Render every line of the listing below as a Markdown table with the columns Row and Line, numbering each line and skipping blank ones.

--- start ---

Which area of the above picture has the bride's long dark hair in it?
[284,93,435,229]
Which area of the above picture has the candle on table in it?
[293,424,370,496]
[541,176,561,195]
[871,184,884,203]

--- end ---

> **Correct output**
| Row | Line |
|---|---|
| 1 | Which area of the above picture has the bride's long dark hair in it? |
| 2 | [284,93,435,229] |
| 3 | Which area of the above picture has the candle on table in it? |
| 4 | [293,424,370,496] |
| 5 | [541,176,561,195] |
| 6 | [871,184,884,203] |